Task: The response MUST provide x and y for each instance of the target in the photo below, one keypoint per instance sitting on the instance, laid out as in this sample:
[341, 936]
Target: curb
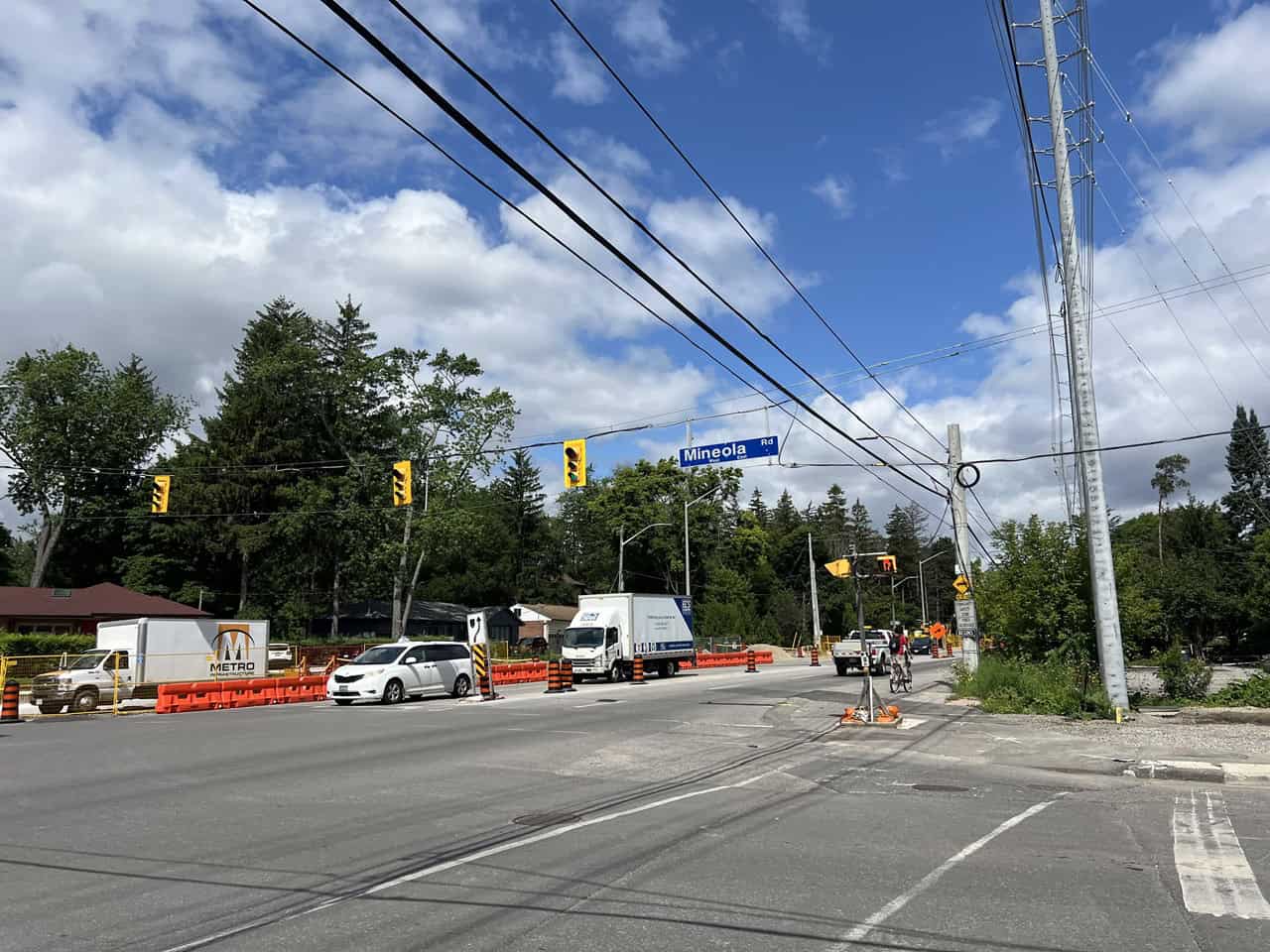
[1198, 772]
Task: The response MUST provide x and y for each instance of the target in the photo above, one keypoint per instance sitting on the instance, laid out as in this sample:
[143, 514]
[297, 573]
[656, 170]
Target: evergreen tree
[1247, 460]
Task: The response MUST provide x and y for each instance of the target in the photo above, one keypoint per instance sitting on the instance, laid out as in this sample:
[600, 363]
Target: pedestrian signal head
[403, 492]
[574, 462]
[159, 494]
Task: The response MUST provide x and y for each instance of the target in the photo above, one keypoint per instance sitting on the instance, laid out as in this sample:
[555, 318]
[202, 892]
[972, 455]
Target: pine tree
[1247, 460]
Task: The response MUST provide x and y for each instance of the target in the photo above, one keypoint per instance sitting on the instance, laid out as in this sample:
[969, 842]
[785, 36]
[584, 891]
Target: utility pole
[961, 539]
[1106, 608]
[816, 604]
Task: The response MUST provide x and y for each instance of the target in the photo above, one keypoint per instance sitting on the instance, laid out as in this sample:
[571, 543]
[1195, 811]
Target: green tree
[1169, 479]
[1247, 460]
[79, 435]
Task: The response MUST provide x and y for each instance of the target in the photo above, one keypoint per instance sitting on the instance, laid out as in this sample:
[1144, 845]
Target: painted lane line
[1213, 873]
[852, 938]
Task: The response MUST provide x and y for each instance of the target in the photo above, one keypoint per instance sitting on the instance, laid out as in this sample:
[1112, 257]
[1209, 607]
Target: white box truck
[149, 652]
[610, 630]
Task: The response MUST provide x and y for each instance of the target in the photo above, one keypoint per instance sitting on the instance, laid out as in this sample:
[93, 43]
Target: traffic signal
[574, 463]
[402, 484]
[159, 493]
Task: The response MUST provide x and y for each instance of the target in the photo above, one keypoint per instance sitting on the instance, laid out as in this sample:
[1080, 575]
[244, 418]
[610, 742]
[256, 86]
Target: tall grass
[1052, 687]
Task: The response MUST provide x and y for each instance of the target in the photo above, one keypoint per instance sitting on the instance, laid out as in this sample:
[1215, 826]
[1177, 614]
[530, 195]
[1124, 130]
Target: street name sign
[733, 452]
[966, 619]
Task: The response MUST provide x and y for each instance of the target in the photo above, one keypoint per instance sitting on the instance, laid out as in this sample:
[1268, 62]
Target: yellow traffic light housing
[159, 493]
[403, 492]
[574, 463]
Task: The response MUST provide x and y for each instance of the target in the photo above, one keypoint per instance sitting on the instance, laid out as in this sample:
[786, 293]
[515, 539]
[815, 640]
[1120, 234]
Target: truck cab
[594, 647]
[84, 682]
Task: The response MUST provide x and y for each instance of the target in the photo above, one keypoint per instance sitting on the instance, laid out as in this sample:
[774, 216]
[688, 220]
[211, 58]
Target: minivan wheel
[393, 693]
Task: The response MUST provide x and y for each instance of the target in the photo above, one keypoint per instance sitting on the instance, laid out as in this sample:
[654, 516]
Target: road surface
[717, 810]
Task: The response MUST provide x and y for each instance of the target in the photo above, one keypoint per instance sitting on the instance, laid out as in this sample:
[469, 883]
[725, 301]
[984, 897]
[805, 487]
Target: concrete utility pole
[961, 538]
[1106, 608]
[816, 604]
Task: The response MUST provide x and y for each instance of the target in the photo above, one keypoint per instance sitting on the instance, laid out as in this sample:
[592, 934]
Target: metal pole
[688, 555]
[1106, 610]
[961, 537]
[816, 604]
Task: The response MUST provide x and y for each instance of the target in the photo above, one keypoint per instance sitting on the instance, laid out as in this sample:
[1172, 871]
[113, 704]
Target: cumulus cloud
[644, 31]
[579, 77]
[1215, 87]
[838, 191]
[962, 126]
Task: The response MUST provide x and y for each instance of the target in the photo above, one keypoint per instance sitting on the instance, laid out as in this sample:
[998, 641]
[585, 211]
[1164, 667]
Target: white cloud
[644, 31]
[579, 76]
[1215, 86]
[838, 191]
[793, 19]
[962, 126]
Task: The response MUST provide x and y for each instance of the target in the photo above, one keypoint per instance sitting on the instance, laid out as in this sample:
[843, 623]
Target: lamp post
[921, 579]
[893, 587]
[688, 553]
[621, 549]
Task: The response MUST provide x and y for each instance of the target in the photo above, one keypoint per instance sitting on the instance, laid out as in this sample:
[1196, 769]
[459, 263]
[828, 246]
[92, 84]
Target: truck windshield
[384, 654]
[85, 662]
[583, 638]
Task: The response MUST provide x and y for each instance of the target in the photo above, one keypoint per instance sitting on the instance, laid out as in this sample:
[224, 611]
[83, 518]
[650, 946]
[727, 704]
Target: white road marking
[852, 938]
[1213, 873]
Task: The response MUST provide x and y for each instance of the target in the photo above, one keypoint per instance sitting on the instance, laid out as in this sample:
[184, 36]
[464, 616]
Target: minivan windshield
[382, 654]
[583, 638]
[85, 662]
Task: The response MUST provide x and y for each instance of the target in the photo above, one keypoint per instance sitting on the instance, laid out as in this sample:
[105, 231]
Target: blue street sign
[733, 452]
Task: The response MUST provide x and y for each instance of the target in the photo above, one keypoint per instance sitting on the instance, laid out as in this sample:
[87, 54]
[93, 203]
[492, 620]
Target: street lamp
[921, 579]
[621, 549]
[688, 555]
[893, 587]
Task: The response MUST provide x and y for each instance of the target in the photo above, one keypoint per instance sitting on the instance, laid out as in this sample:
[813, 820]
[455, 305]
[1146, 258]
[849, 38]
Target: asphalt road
[719, 810]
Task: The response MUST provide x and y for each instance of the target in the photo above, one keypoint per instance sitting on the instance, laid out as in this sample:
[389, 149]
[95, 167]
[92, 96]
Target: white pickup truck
[847, 653]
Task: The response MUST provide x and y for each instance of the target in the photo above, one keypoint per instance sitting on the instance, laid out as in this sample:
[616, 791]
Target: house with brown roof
[66, 611]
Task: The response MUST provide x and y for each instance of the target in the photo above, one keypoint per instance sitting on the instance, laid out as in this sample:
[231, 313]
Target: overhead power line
[457, 116]
[740, 225]
[476, 132]
[564, 245]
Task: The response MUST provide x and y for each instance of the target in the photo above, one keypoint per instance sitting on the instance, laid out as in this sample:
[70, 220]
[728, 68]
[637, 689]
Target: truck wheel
[393, 693]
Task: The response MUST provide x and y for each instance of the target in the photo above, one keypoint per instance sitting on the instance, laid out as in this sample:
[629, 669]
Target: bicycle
[901, 674]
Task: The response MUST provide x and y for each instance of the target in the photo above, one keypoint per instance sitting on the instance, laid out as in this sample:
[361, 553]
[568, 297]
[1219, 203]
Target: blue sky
[177, 164]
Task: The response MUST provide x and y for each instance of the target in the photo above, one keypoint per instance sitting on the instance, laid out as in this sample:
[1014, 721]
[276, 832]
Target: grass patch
[1016, 685]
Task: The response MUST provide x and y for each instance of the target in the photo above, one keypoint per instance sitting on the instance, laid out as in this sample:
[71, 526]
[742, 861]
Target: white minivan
[391, 673]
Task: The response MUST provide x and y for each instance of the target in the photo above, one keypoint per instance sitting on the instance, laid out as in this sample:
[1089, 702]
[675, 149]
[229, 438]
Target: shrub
[1015, 685]
[46, 644]
[1184, 679]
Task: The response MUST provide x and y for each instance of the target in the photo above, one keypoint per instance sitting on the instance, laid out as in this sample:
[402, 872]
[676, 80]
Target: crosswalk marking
[1214, 874]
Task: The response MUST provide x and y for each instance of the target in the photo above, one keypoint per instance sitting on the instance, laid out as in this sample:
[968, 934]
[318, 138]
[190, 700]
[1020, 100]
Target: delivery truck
[610, 630]
[135, 655]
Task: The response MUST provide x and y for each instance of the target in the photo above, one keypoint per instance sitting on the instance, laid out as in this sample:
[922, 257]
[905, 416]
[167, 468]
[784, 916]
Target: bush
[46, 644]
[1053, 687]
[1183, 679]
[1254, 692]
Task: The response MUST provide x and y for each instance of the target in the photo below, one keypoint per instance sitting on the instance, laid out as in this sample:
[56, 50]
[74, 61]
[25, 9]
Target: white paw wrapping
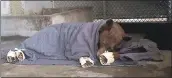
[15, 54]
[109, 56]
[18, 52]
[83, 60]
[10, 55]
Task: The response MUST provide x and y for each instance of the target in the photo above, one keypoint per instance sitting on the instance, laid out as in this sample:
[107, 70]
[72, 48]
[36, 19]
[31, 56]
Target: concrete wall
[22, 25]
[78, 15]
[29, 25]
[35, 7]
[5, 8]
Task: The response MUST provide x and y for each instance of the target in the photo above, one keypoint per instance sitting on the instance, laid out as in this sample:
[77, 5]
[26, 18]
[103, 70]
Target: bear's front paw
[86, 62]
[16, 55]
[106, 58]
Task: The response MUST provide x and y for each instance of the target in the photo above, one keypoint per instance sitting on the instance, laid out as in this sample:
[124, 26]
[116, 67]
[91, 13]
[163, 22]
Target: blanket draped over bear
[62, 44]
[65, 43]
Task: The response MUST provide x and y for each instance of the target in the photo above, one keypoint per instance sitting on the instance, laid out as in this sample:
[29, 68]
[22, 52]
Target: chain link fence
[123, 10]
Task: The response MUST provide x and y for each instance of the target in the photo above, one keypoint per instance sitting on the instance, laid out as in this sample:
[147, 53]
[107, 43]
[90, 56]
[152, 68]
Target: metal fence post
[170, 11]
[104, 9]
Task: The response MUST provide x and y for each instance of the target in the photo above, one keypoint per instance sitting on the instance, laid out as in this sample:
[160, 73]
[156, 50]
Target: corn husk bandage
[18, 52]
[109, 56]
[84, 59]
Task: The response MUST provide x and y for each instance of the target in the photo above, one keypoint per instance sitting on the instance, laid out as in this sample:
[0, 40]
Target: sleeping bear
[81, 43]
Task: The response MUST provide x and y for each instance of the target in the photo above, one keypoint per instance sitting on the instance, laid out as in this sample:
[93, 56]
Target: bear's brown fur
[110, 36]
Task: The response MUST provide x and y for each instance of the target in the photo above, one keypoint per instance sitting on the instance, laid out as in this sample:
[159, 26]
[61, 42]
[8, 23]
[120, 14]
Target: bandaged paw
[16, 55]
[86, 62]
[11, 57]
[20, 54]
[106, 58]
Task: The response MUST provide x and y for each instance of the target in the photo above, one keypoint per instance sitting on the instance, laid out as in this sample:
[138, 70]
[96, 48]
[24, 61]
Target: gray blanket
[62, 44]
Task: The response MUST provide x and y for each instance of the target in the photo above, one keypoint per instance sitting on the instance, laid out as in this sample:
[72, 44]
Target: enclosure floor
[152, 69]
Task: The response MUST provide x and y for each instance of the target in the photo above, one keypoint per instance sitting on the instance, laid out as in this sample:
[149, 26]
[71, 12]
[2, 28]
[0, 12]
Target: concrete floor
[151, 69]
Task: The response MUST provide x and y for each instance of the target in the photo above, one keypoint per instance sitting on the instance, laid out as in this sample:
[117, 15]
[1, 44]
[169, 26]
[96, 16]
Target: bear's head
[111, 34]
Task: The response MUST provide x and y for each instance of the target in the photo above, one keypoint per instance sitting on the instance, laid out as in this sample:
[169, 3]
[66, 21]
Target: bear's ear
[127, 38]
[109, 22]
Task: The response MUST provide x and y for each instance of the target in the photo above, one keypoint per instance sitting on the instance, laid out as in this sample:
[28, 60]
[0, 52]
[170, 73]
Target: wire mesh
[125, 10]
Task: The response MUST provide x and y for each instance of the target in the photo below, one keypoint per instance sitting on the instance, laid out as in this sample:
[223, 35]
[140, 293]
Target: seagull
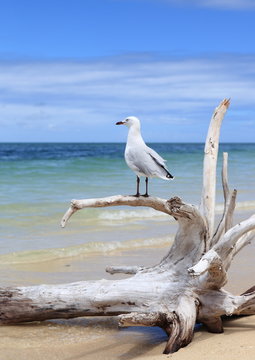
[143, 160]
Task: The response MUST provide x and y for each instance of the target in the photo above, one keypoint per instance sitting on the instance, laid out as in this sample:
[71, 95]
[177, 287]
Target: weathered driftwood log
[184, 288]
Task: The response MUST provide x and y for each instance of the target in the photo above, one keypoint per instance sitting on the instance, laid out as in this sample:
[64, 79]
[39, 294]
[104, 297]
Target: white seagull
[143, 160]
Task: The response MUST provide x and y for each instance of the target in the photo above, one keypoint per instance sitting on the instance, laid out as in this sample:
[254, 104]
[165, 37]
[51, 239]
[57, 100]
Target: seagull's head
[130, 121]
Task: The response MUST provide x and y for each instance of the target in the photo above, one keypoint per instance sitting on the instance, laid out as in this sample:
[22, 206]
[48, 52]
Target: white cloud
[86, 97]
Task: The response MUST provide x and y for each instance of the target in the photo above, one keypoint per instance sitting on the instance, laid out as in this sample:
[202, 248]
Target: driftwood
[184, 288]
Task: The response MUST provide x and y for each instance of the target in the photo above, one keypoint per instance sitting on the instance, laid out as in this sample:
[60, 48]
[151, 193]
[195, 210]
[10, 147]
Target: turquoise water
[38, 181]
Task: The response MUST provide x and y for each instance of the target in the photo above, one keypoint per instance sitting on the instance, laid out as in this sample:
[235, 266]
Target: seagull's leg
[146, 183]
[137, 186]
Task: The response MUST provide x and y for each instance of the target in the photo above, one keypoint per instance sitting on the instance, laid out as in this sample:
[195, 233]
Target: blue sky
[70, 69]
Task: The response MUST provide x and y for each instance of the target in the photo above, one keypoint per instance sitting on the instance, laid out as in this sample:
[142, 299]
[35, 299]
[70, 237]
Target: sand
[100, 338]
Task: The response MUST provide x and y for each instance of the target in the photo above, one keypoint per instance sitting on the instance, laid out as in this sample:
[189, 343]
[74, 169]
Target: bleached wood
[227, 218]
[207, 205]
[123, 269]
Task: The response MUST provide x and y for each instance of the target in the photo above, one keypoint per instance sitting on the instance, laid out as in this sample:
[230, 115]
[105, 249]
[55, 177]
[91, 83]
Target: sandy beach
[100, 338]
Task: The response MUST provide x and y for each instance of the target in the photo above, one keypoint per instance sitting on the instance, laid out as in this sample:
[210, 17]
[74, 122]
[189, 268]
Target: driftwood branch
[184, 288]
[207, 205]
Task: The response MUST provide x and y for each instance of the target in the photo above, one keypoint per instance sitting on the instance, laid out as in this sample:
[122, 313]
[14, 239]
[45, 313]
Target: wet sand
[100, 338]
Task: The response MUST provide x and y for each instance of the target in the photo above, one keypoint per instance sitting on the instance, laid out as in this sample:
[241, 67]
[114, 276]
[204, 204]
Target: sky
[69, 70]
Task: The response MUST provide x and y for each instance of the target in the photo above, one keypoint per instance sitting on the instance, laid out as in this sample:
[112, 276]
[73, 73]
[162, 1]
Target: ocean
[38, 180]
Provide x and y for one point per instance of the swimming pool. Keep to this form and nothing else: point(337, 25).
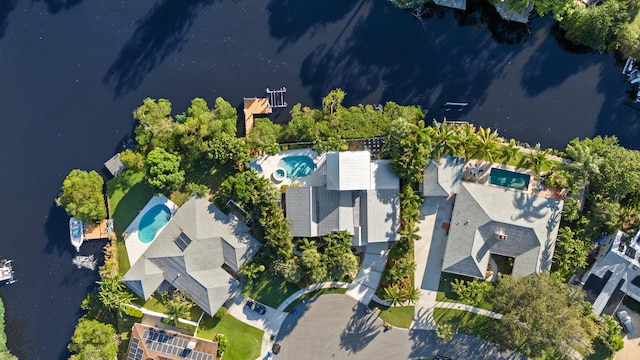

Your assignment: The line containing "[1195, 811]" marks the end; please output exactly the lines of the listing above from its first line through that line, without pictures.

Solution for this problem:
Task: The response MUST provide x and y for each instance of the target in the photo below, one keypoint per instance sitting on the instance, laid out as in this sample:
[341, 936]
Target: curb
[1198, 772]
Task: The response MUST provide x and y for each instance of the target in the photo above, one keypoint per instance sitting on the instance, laid out as in this sample:
[143, 514]
[297, 573]
[656, 170]
Target: evergreen tree
[1247, 460]
Task: The response MUST provide x and y for each instance of the target in the photo above, one keypoint per instance sitting on the instance, laid out as in this sample:
[600, 363]
Target: pedestrian signal head
[403, 492]
[574, 462]
[159, 494]
Task: The response MUST provide x and y for each instance of the target in the photo above, one keypoint per instance sitting on the instance, laid out as in this sample:
[555, 318]
[202, 892]
[972, 455]
Target: pine tree
[1247, 460]
Task: The response MUST provide x and y for each instance of the target in the photo above, one keypoint per instance sitting on the instance, laid out as in this sample:
[969, 842]
[785, 36]
[584, 891]
Target: utility pole
[961, 539]
[1106, 608]
[816, 604]
Task: The response MUST provide x and y for each instance of the target in the photo above, one keypoint per instance sitting on the instance, laid out as in this sample:
[571, 543]
[1195, 811]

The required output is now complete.